> [Exercise objective] Go through the lines below one by one and count those holding the string "like". Give the count alone.

*** Begin section ***

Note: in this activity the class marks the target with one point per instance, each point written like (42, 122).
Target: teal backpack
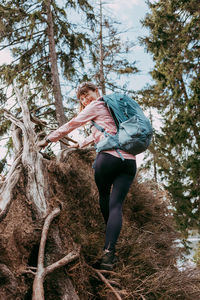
(134, 130)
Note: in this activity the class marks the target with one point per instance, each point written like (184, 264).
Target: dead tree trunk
(42, 272)
(101, 67)
(28, 158)
(54, 67)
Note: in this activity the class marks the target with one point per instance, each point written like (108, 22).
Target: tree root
(108, 283)
(38, 289)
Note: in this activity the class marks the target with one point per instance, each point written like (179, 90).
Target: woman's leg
(110, 170)
(120, 189)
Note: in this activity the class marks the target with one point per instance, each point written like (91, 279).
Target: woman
(110, 170)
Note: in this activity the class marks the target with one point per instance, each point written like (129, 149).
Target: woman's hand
(75, 145)
(42, 143)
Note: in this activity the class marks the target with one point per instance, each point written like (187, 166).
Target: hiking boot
(108, 260)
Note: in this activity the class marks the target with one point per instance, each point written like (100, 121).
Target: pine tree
(174, 44)
(44, 42)
(109, 54)
(46, 46)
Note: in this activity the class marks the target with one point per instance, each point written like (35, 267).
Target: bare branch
(118, 297)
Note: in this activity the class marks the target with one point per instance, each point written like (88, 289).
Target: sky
(129, 13)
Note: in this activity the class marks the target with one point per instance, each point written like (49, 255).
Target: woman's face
(89, 96)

*** End section ***

> [Worked solution] 11